» **À faire**:
(a) Indiquez si chacune des affirmations suivantes concorde avec l'extrait, en répondant par oui ou par non et en citant les mots qui tranchent : (i) Le débat du 30 mai portait sur une boutade de Pierre Desproges. (ii) Le sujet du jour a été choisi par Daniel Ramirez. (iii) Selon un participant, « ennemi » désigne des personnes.
(b) Répondez à ces questions d'après l'extrait :
(i) À quel rythme le show de l'éloquence a-t-il lieu ?
(ii) Qu'est-ce qui, selon l'extrait, n'épargne personne ?
(iii) Quelle phrase l'animateur a-t-il ajoutée au débat ?

» **Extrait**:
═══
« L’ennemi est bête ; il croit que c’est moi l’ennemi, alors que c’est lui ! »
Le 30 Mai, tandis que les Mamans étaient à la Fête et qu’à La Charité sur Loire se déroulait le VIème Festival du Mot, au Café des Phares, comme d’habitude, on a procédé au traditionnel show hebdomadaire de l’éloquence, centré cette fois sur une boutade du regretté Pierre Desproges : « L’ennemi est bête ; il croit que c’est moi l’ennemi, alors que c’est lui ! », que Daniel Ramirez a choisi et animé comme sujet de réflexion philosophique du jour.
Que vient y faire la bêtise si les animaux ne sont pas en mesure d’être bêtes au point de s’exécrer jusqu’à réduire leurs congénères à l’insignifiance ? Juste pour valider l’antagonisme sensé/insensé ? Concédons que l’imbécile est borné mais, il est prouvé aussi que la bêtise est sans limites et qu’elle n’épargne personne ; c’est donc une crasse ânerie de faire croire que c’est l’autre qui est sot s’il s’agit d’un ennemi.
Mais c’est de l’humour !!!
Ah, voyons ! « La phrase se rapporte aux questions que l’on se pose, pour des tas de raisons », élucida l’auteur du thème à débattre, ce à quoi quelqu’un a ajouté qu’il « s’agissait d’un problème de logique dont il fallait résoudre la contradiction », un autre qu’« ‘ennemi’ ne caractérise pas des personnes mais leurs relations », l’animateur y ajoutant le fait que « les ennemis de mes ennemis sont mes amis ».
═══
Données enregistrées
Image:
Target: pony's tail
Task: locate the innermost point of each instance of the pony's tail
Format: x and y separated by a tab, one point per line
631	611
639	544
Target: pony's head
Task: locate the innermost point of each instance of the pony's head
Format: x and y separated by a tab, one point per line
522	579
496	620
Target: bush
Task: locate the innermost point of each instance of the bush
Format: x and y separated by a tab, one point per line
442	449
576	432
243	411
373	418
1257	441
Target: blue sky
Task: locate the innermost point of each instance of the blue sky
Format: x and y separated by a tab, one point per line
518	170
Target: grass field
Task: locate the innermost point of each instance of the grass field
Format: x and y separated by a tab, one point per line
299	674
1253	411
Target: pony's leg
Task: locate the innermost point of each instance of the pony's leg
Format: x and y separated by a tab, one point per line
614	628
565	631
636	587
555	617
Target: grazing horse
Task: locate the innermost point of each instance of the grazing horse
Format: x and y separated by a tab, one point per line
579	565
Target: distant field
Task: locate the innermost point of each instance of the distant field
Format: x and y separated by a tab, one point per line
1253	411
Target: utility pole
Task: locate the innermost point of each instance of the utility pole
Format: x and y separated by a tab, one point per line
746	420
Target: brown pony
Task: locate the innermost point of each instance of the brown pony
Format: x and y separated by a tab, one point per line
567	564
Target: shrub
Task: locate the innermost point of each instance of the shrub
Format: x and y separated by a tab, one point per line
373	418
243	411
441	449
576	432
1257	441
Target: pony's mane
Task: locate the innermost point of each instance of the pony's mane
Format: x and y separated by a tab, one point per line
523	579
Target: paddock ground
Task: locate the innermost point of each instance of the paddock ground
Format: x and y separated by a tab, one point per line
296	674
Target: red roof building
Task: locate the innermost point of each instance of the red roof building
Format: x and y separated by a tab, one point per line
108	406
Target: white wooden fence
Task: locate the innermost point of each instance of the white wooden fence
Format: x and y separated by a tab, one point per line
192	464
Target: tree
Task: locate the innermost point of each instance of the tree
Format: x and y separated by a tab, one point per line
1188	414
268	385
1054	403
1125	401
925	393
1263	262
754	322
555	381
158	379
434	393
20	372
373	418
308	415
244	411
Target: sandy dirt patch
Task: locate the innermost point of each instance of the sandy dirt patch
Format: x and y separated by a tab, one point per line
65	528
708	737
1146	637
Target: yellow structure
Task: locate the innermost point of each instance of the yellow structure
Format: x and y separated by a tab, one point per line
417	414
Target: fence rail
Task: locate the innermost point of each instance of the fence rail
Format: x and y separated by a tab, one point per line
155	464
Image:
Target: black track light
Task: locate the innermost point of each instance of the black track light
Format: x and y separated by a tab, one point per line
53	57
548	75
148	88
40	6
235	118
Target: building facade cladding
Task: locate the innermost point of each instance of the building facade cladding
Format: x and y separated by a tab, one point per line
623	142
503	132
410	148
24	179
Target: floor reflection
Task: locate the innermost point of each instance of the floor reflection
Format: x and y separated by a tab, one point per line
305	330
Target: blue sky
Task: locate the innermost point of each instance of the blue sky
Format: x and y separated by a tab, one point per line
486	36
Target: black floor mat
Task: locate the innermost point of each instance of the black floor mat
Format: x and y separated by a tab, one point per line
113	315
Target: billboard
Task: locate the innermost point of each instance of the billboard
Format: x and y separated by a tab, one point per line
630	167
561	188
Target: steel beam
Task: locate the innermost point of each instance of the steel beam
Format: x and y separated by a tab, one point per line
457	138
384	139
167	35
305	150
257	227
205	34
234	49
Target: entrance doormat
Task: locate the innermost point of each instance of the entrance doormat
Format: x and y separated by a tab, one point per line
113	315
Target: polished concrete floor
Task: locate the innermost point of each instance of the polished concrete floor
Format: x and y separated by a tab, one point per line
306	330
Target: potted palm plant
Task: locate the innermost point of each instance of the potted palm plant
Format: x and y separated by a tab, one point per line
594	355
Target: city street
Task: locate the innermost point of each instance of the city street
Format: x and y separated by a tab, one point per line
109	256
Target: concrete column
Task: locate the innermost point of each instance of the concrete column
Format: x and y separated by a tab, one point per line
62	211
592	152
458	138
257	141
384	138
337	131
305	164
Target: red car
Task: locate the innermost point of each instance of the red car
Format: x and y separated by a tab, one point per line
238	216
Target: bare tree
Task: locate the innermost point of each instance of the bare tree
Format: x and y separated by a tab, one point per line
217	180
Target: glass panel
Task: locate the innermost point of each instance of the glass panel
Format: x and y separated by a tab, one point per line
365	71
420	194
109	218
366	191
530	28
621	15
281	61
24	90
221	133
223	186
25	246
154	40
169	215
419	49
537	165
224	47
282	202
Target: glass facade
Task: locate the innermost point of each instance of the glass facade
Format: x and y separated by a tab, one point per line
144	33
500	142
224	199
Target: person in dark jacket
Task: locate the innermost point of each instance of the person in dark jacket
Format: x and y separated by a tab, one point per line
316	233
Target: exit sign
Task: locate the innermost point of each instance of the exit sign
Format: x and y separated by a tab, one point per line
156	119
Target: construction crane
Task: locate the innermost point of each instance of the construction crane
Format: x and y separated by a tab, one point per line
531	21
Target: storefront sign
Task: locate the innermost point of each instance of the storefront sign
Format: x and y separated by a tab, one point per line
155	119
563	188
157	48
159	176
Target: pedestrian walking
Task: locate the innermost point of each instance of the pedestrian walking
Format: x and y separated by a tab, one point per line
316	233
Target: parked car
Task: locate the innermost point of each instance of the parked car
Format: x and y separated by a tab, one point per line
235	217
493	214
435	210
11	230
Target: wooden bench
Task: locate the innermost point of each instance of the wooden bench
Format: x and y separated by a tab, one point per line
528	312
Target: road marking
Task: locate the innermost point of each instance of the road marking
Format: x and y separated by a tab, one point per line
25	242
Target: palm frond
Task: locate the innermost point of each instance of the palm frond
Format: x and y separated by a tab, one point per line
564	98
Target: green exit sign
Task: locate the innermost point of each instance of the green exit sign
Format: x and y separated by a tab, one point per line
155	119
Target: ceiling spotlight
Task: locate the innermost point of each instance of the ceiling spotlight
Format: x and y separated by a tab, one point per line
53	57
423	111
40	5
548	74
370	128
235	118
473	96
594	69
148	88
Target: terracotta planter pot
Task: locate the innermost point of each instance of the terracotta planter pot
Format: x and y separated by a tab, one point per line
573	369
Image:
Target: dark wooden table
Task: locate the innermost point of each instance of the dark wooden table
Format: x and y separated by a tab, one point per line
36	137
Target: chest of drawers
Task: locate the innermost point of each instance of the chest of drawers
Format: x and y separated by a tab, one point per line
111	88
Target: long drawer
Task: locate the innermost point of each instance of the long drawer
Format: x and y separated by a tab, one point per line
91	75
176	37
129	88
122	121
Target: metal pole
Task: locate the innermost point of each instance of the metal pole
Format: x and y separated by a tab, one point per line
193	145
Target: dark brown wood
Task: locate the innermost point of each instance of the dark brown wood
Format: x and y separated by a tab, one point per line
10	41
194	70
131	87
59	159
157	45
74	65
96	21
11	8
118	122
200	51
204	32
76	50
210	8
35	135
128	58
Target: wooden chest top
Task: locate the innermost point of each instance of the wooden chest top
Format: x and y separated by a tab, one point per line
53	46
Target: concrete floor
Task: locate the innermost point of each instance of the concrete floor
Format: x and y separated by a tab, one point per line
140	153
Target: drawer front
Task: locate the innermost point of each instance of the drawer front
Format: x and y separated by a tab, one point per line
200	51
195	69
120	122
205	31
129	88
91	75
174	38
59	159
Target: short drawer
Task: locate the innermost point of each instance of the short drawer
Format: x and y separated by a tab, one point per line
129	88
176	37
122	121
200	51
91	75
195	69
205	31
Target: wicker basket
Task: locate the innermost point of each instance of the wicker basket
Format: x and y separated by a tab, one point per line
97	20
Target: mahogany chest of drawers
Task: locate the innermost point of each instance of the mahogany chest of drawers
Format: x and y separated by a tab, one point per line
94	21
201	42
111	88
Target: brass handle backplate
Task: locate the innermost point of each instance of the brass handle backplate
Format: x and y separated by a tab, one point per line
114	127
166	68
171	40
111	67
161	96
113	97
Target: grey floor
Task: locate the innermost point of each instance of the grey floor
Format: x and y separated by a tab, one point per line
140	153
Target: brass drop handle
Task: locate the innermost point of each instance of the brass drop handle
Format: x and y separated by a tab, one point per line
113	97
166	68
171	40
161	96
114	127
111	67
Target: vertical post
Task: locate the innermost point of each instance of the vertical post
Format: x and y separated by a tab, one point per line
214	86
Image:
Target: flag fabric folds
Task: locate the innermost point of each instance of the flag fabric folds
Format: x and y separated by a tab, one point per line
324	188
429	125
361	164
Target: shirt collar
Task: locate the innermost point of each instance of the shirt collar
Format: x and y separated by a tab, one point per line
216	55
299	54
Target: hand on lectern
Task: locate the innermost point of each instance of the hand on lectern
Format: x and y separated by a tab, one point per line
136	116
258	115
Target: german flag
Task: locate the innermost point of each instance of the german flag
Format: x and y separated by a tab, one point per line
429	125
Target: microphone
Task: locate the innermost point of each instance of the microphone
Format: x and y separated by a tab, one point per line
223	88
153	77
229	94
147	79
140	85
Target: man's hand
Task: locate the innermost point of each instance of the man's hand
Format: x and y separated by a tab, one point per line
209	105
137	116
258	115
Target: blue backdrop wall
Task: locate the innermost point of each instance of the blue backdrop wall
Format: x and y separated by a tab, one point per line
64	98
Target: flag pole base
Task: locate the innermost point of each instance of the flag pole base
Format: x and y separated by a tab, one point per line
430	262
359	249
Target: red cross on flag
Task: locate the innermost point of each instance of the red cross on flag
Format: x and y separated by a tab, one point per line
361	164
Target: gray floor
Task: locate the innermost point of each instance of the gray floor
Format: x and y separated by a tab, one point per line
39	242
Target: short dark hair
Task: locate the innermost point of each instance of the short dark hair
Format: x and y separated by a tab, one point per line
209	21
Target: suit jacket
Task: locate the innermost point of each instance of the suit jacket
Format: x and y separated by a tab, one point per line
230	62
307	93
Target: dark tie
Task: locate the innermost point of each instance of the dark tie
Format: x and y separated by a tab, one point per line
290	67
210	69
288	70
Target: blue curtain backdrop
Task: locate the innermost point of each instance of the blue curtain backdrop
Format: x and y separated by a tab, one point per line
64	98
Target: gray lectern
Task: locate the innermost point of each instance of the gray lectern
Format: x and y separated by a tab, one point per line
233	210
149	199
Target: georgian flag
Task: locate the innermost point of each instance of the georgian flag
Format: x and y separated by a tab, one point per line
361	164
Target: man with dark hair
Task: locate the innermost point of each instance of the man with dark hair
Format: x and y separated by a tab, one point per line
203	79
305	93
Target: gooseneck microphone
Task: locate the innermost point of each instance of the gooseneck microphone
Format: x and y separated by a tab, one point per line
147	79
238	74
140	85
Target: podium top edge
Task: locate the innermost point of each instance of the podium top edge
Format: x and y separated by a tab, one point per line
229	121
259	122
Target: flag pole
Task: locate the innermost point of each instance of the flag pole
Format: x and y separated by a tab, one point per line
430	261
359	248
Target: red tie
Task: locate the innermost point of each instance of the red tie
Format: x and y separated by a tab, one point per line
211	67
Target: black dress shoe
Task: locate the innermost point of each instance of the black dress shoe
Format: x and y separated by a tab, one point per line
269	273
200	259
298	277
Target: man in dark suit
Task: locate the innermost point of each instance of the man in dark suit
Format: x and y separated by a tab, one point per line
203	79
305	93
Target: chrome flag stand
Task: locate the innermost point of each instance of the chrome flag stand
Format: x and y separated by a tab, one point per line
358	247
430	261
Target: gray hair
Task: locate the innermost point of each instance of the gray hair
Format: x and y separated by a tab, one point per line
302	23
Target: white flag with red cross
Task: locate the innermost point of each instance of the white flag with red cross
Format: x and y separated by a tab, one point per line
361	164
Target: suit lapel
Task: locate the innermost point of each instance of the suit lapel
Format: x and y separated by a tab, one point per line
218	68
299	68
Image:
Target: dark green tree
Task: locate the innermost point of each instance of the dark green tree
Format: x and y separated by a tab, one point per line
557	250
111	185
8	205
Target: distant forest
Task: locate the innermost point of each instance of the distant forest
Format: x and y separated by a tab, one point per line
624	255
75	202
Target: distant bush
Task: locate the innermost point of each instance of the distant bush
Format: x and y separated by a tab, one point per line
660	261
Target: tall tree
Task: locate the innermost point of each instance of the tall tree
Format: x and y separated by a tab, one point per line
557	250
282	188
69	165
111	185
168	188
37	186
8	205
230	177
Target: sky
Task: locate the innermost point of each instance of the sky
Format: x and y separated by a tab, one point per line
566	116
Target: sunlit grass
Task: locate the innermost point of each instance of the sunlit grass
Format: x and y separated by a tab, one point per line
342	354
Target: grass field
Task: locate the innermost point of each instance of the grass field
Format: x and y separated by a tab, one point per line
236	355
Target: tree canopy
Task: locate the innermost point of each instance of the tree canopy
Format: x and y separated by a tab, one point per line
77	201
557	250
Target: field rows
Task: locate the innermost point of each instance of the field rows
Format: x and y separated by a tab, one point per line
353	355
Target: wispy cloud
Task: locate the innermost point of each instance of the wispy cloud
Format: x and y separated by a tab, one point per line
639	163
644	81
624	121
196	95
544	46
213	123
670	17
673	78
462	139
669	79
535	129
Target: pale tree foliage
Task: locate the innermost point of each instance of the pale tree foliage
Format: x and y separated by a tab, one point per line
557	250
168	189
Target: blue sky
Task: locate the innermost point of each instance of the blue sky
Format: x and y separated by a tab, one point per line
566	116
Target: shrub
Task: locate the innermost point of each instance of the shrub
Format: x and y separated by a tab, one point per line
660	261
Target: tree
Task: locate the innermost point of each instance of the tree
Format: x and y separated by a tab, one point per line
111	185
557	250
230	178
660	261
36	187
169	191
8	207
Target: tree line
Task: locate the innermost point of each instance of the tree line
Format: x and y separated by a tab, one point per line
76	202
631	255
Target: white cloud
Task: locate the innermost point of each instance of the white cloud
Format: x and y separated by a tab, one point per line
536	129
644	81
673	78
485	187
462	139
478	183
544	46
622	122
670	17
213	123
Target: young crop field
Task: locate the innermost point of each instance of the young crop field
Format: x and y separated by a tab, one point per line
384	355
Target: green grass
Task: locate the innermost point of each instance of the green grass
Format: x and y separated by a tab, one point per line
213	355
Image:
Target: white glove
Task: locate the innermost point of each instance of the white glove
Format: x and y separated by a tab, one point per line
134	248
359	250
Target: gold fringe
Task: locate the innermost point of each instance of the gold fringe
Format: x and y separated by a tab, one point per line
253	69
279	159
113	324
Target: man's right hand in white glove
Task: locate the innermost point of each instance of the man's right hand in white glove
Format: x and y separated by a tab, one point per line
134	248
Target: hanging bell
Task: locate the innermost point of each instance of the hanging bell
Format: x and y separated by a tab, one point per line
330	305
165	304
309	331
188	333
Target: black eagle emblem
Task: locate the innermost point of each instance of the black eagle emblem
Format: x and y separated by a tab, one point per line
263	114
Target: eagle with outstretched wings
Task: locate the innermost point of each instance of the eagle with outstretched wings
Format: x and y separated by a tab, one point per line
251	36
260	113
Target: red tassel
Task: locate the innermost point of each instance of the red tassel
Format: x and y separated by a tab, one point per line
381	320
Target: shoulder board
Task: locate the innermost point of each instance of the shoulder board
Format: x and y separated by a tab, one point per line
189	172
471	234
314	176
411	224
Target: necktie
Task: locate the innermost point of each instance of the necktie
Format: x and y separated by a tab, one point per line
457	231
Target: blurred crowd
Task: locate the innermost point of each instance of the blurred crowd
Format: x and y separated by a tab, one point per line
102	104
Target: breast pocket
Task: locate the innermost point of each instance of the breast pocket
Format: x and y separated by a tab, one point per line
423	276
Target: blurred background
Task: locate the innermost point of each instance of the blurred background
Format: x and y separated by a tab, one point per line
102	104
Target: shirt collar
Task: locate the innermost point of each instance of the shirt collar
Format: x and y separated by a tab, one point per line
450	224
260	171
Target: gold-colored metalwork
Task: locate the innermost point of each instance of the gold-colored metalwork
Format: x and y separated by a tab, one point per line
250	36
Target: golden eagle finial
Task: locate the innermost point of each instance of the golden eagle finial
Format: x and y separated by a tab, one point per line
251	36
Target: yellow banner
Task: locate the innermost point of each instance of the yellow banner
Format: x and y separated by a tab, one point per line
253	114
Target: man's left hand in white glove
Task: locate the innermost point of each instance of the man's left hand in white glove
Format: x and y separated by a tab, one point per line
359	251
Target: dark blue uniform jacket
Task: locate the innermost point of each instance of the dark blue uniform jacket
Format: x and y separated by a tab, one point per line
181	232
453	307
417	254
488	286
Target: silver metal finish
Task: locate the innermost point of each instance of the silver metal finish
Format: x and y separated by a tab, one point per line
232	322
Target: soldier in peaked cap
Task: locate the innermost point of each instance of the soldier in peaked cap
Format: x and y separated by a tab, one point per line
═══
» **Réponses**:
(a)
(i) Oui : « centré cette fois sur une boutade du regretté Pierre Desproges ».
(ii) Oui : « que Daniel Ramirez a choisi et animé ».
(iii) Non : « ‘ennemi’ ne caractérise pas des personnes mais leurs relations ».

(b)
(i) Chaque semaine : c'est un show hebdomadaire.
(ii) La bêtise.
(iii) « les ennemis de mes ennemis sont mes amis ».